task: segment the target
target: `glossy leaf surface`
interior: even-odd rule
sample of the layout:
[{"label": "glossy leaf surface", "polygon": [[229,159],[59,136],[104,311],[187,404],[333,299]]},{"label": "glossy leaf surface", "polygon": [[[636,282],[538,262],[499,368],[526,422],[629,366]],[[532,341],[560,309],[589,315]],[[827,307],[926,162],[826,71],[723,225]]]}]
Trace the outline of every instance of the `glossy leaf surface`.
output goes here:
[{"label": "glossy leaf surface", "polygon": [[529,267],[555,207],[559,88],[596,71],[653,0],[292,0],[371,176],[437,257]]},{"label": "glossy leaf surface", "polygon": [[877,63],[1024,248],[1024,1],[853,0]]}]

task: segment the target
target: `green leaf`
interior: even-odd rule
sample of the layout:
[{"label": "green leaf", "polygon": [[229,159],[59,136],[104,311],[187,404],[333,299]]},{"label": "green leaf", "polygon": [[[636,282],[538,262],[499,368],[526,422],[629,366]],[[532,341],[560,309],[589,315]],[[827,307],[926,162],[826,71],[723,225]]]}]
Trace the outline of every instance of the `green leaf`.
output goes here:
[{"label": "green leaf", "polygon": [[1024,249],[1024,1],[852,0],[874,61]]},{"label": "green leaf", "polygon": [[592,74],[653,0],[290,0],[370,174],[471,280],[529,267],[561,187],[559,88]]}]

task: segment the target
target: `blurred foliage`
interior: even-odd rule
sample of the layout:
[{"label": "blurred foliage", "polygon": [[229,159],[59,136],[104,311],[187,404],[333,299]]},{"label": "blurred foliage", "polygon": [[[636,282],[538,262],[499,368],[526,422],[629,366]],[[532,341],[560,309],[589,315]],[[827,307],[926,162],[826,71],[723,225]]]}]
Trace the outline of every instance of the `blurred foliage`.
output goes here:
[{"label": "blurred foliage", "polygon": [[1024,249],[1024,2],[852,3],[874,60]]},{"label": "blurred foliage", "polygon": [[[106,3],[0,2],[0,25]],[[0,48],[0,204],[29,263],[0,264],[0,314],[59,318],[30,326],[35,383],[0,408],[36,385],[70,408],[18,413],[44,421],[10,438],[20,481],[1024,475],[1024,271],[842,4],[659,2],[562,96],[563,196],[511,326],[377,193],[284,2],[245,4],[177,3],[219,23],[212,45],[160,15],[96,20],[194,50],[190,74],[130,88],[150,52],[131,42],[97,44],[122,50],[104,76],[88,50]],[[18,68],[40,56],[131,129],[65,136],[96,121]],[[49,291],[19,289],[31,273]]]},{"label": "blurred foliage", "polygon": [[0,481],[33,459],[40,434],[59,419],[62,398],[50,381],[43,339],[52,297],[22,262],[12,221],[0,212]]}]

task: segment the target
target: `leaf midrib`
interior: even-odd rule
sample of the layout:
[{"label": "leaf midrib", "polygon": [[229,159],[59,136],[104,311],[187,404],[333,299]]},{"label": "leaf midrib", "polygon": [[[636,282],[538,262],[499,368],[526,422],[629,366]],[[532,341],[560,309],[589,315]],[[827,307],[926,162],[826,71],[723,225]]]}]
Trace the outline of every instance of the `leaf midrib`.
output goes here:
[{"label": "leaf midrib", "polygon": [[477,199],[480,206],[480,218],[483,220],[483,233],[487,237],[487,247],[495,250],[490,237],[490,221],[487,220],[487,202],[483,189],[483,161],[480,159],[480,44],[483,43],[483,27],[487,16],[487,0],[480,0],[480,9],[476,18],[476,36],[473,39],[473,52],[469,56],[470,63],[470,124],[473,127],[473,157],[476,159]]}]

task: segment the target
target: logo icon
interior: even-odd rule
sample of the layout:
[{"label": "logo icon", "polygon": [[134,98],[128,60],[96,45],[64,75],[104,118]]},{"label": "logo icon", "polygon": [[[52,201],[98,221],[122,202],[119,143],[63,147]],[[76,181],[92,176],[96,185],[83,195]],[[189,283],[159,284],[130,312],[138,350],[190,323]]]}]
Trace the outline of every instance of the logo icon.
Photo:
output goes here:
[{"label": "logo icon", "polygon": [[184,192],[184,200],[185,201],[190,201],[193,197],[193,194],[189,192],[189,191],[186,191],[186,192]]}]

**PROBLEM STATEMENT**
Collect all lines of the data above that contain the word "every", copying each one in full.

**ANSWER TO THIS EXERCISE**
Trace the outline of every instance of the `glossy leaf surface`.
Trace the outline of every instance of the `green leaf`.
Trace the outline of every instance of the `blurred foliage`.
Trace the outline of every instance of the `leaf midrib`.
Trace the outline of every instance of the logo icon.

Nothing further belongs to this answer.